Given passage:
_ _ _ _ _ _ _
Date: 05/20/2002 at 23:56:10
From: Steve Ginkel
Subject: kenetic energy

If there are two cars with the same weight going head on at each 
other at exactly 35 mph, will the crash be equivalent to a 70 mph 
crash?

That is, would it be like one car hitting a brick wall at 70 mph? 


Date: 05/21/2002 at 09:42:28
From: Doctor Rick
Subject: Re: kenetic energy

Hi, Steve.

The relative velocity between the cars is the same as the relative 
velocity between the car and the brick wall. Thus the crash happens 
just as fast, and that is significant. But to decide which crash does 
more damage, we need to consider how much energy a car absorbs in the 
collision; that's the best measure we can get of the amount of damage 
sustained.

In the head-on collision, the total momentum is zero. If all the 
kinetic energy is absorbed by the cars, they will end up stationary.
_ _ _ _ _ _ _
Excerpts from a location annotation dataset
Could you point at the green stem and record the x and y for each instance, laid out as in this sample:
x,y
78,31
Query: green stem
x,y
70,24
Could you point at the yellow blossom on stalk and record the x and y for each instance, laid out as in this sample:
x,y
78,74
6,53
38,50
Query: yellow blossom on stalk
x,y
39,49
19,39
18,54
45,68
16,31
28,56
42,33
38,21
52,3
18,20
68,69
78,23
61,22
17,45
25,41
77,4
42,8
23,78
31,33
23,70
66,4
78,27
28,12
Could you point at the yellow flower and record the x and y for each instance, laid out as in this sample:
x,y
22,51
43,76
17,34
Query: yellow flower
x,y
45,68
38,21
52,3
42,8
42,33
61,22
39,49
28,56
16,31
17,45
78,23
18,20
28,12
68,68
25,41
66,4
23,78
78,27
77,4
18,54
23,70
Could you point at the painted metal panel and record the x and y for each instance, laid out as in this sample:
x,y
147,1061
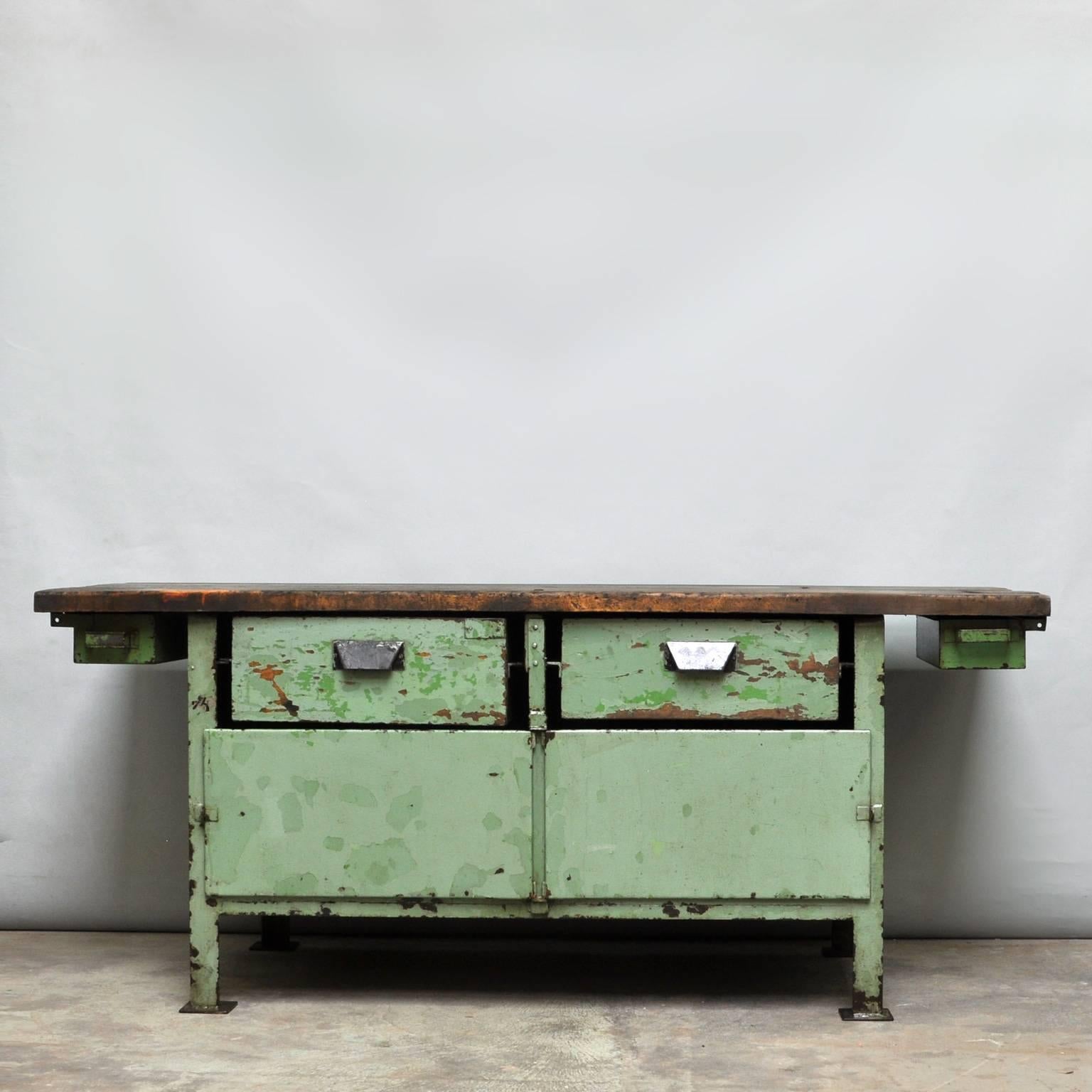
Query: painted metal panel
x,y
784,670
368,813
452,673
708,814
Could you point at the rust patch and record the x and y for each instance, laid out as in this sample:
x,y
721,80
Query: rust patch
x,y
481,714
814,666
426,904
269,674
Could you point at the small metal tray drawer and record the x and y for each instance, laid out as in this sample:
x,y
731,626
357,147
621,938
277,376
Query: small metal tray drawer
x,y
694,668
974,643
369,670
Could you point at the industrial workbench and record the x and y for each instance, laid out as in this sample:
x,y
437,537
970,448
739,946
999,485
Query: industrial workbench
x,y
519,751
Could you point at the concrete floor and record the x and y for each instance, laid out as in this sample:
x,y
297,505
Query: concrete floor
x,y
90,1012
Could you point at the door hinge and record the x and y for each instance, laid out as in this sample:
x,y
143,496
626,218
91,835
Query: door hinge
x,y
201,815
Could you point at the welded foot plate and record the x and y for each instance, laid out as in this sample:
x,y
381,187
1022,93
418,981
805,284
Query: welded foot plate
x,y
215,1010
884,1015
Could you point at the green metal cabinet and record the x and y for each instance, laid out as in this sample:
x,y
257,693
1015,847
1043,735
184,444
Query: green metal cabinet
x,y
537,753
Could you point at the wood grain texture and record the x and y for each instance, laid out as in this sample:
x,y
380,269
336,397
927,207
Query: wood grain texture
x,y
577,599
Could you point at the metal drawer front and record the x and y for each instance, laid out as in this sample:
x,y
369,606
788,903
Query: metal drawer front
x,y
424,670
324,813
707,814
784,670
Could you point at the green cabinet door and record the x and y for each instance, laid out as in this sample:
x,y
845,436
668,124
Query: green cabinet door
x,y
708,814
329,813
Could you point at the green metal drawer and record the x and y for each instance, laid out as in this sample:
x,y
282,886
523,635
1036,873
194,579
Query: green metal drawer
x,y
784,670
450,672
707,814
971,643
368,813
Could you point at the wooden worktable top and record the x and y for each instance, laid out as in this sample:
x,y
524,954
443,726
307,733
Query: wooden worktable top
x,y
611,599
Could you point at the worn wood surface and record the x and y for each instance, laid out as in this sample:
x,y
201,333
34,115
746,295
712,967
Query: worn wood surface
x,y
577,599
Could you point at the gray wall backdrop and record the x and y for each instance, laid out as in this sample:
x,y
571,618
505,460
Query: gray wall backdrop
x,y
670,291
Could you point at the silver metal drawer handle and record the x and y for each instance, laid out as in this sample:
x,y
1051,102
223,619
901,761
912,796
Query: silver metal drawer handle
x,y
700,655
369,655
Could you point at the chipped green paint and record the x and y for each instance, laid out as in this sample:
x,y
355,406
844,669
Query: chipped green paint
x,y
712,814
350,793
868,719
369,813
454,674
614,668
405,807
291,814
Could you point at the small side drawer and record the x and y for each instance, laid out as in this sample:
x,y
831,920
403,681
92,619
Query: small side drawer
x,y
126,638
955,643
437,670
782,670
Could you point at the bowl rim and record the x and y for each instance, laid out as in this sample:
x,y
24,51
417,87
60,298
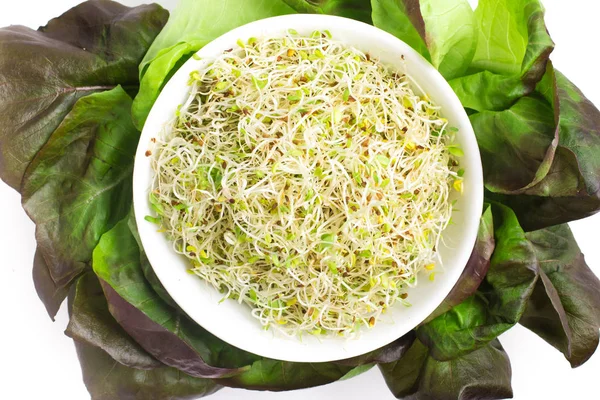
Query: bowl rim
x,y
265,344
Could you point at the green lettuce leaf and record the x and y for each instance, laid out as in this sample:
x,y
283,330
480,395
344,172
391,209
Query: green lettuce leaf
x,y
387,354
516,145
107,379
482,374
173,338
512,52
565,307
166,333
91,323
356,9
443,31
79,184
192,25
51,295
566,184
91,48
500,301
476,268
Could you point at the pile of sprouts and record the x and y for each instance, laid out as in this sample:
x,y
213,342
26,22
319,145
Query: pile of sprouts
x,y
307,180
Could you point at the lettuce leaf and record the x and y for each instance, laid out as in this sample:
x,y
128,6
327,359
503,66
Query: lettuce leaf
x,y
443,31
498,304
481,374
359,10
91,48
192,25
107,379
565,307
79,184
512,52
564,179
476,268
173,338
91,323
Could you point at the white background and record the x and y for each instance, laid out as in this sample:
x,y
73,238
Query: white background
x,y
39,362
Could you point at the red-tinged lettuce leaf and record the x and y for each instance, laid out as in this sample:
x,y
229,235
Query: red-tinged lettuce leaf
x,y
512,53
500,301
172,337
91,48
566,185
443,31
163,331
355,9
107,379
190,27
79,184
51,295
387,354
476,268
484,374
91,323
517,145
565,307
160,342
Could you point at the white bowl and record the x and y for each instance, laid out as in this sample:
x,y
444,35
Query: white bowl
x,y
232,322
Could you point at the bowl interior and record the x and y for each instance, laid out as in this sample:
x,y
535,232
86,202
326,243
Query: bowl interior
x,y
232,322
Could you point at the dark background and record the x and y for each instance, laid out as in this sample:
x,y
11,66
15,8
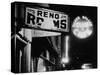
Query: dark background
x,y
81,50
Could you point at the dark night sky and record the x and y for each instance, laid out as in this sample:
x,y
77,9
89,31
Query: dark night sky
x,y
81,50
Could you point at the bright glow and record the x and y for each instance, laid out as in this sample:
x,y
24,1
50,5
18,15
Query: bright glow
x,y
82,27
86,66
65,58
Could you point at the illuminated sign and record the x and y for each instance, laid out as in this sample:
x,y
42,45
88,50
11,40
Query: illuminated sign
x,y
46,19
82,27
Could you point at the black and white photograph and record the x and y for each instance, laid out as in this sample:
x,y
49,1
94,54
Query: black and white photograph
x,y
47,37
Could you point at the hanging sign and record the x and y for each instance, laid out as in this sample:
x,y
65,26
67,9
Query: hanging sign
x,y
46,19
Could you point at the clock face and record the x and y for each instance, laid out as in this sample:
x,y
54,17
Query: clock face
x,y
82,27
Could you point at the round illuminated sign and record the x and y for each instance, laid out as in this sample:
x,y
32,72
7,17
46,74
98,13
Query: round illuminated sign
x,y
82,27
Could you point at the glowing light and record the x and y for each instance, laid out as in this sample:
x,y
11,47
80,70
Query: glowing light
x,y
86,66
82,27
65,58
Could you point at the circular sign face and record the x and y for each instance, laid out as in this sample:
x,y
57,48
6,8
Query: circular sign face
x,y
82,27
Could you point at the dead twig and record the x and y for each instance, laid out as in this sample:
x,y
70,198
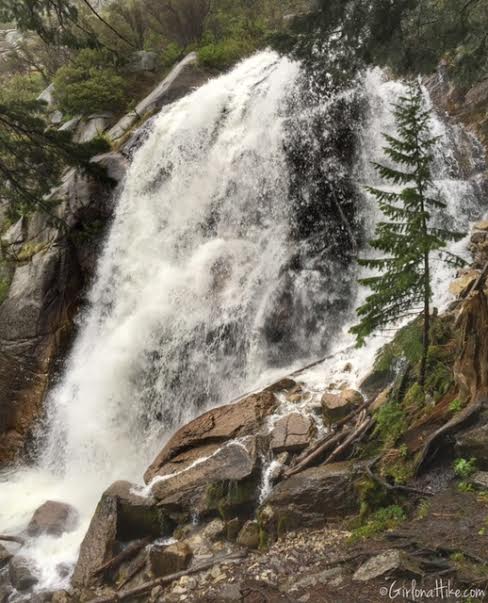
_ _ _ _ _ _ _
Exercise task A:
Do these statements agree with the crash thread? Answer yes or no for each, and quote the words of the thread that decide it.
(i) The relative velocity between the two cars equals the relative velocity between a car and the brick wall.
(ii) In the head-on collision, the two cars together carry some nonzero total momentum.
(iii) The reply names the energy a car absorbs as the best available measure of the damage it sustains.
Exercise task B: Go on with the crash thread from the point where it stops.

Reply A:
(i) Yes: "The relative velocity between the cars is the same as the relative velocity between the car and the brick wall."
(ii) No: "In the head-on collision, the total momentum is zero."
(iii) Yes: "that's the best measure we can get of the amount of damage sustained."

Reply B:
The total momentum after the collision must be the same as before the 
collision, namely zero, and ending up with both cars stationary is 
consistent with this. They might also bounce off each other, 
retaining some kinetic energy and reducing the energy absorbed, but 
I'm considering the worst case. The amount of kinetic energy absorbed 
in this case is

  (1/2)m(35mi/hr)^2 + (1/2)m(35 mi/hr)^2 = 1225m

where m is the mass of each car. That's in strange units (pound-miles 
squared per hour squared), but since all I want to do is compare two 
numbers, I don't need to convert this to more conventional units.

We can suppose, in the head-on collision, that the cars will absorb equal
amounts of energy, 612.5m units each. This is not necessarily the case,
unless the crash is perfectly symmetrical, but it's a reasonable
assumption for simplicity's sake.

Now we want to consider the car hitting the wall. To get there, 
though, let's first think about a similar case: the car going 70 mph 
smashes into a stationary car of mass M. Only the one car is moving 
at the start, so the initial kinetic energy is

  (1/2)m(70 mi/hr)^2 = 2450m

The momentum going into the collision is

  m*70 mi/hr + M*0 mi/hr

Let's say the cars are welded together by the impact, so that they 
move together afterward, with velocity v. The final momentum is 

  (m+M)*v

The final momentum must equal the initial momentum, so we can solve 
for v:

  v = 70 mi/hr * m/(m+M)

The final kinetic energy, then, is

  (1/2)(m+M)(70*m/(m+M))^2 = (1/2)70^2 * m^2/(m+M)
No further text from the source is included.